Problem details => Reproduce the records from the line containing "of the elderly" through the end of the records, with "yellow cardigan" swapped for "green cardigan" and nothing else altered.
** Begin **
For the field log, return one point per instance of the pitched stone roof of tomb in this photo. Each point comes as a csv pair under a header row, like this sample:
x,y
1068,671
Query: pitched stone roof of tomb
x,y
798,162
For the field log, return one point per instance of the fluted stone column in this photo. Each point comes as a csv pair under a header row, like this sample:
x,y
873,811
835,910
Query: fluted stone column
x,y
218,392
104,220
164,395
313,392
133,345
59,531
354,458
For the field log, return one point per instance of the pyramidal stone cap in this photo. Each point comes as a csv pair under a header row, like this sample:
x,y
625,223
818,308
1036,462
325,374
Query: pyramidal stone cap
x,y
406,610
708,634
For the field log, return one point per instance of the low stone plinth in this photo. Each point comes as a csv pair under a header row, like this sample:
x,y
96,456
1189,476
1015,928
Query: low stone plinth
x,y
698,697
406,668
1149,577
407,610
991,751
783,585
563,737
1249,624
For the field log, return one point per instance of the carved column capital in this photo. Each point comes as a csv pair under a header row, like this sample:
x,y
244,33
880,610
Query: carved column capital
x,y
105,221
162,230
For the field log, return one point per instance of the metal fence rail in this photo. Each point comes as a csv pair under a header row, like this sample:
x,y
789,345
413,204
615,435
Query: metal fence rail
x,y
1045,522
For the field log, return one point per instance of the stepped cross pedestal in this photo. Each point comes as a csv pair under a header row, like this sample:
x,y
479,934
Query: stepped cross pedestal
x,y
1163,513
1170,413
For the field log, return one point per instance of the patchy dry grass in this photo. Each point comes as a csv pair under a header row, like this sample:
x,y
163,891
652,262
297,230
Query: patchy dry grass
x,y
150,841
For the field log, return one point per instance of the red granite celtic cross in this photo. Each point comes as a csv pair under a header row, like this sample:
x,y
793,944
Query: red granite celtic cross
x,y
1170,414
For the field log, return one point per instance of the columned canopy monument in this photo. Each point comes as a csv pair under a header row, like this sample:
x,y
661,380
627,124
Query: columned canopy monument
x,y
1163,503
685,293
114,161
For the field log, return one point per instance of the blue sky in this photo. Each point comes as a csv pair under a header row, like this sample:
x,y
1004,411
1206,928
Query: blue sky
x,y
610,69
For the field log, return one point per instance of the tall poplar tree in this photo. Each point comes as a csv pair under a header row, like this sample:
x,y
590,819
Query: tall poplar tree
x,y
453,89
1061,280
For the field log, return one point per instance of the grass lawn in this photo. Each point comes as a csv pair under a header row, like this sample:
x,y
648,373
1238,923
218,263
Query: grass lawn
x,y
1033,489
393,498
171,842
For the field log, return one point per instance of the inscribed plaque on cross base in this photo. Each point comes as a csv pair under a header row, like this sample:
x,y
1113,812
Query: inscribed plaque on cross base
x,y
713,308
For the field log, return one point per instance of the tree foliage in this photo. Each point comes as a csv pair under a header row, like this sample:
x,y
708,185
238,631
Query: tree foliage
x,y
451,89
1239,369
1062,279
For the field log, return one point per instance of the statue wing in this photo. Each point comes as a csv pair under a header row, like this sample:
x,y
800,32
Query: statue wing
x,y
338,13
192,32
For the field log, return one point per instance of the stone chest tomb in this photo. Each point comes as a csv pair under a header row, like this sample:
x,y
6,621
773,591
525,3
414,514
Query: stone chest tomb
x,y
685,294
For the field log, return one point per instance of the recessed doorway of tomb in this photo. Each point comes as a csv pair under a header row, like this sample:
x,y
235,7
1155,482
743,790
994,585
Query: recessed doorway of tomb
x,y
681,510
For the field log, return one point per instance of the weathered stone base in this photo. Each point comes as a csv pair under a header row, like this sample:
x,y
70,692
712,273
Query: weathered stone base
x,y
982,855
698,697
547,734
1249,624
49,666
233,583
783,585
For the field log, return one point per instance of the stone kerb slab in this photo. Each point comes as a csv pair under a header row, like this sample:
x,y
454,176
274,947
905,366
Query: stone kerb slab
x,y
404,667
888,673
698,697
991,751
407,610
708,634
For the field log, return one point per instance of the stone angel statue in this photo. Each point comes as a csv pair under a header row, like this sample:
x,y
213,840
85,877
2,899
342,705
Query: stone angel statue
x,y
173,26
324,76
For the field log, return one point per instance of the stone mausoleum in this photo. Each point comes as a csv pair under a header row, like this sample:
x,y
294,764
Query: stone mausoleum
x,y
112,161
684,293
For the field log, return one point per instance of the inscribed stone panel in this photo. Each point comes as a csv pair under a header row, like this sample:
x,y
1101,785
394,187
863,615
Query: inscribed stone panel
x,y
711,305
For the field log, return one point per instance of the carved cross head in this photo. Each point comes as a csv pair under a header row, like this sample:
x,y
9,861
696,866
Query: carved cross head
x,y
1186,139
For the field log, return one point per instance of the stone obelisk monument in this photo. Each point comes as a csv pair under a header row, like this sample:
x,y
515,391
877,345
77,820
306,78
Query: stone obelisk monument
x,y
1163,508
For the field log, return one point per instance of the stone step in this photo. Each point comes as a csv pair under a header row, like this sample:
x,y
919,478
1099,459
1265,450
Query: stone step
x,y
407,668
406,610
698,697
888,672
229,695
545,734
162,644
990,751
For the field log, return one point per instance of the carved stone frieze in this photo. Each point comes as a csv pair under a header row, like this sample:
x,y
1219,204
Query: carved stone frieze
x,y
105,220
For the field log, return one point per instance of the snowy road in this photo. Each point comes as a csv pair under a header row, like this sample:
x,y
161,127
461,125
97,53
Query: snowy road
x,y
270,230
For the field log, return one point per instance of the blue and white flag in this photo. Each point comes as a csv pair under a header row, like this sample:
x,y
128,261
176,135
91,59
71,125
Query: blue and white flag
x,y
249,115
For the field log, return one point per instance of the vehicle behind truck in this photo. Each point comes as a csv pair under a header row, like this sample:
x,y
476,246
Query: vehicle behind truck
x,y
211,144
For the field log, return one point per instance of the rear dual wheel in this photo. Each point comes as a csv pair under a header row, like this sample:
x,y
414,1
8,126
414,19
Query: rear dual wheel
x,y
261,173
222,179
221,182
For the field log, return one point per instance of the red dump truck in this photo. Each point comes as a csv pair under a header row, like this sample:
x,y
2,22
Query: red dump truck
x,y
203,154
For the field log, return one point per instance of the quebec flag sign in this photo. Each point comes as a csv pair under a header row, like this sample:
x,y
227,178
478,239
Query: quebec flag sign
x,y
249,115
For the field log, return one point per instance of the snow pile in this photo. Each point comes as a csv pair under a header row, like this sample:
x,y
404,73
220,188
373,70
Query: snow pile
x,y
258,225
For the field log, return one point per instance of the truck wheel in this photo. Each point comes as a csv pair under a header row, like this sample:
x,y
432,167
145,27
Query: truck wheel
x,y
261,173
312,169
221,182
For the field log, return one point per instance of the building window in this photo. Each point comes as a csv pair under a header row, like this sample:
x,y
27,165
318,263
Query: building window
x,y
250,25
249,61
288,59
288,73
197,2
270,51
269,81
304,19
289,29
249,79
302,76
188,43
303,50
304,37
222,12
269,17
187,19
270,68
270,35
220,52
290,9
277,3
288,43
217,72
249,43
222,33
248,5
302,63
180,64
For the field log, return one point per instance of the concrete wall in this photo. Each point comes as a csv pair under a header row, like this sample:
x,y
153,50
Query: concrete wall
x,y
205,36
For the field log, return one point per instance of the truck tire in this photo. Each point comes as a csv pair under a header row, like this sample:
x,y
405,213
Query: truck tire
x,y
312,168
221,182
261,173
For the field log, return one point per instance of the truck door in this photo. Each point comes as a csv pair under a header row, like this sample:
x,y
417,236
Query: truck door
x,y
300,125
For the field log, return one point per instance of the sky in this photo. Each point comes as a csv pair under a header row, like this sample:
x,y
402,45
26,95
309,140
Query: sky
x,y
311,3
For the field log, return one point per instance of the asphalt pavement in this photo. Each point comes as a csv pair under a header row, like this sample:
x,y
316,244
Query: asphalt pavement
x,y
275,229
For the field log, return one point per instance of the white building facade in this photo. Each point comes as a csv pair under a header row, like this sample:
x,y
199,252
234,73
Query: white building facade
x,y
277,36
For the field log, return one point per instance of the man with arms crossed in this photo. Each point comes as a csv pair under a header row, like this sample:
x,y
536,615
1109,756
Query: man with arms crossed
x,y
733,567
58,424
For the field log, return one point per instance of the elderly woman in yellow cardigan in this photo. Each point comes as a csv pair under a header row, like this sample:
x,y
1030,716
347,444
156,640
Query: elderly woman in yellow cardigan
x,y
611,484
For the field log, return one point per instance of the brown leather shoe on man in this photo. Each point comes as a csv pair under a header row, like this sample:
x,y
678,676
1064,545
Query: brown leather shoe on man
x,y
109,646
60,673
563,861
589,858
** End **
Task output =>
For the field log, return one point per instance of the elderly woman in green cardigan in this photo. Each point comes as a csv pair under a header row, like this sample:
x,y
1030,716
347,444
156,640
Query: elderly woman in green cardigan
x,y
611,484
For the field log, return one point per instance of the brown leather shoe on man in this photo. Each point comes as a csv pair under a header row, like this sample:
x,y
678,676
1064,545
Query: brown leather shoe on man
x,y
109,646
60,673
563,861
589,858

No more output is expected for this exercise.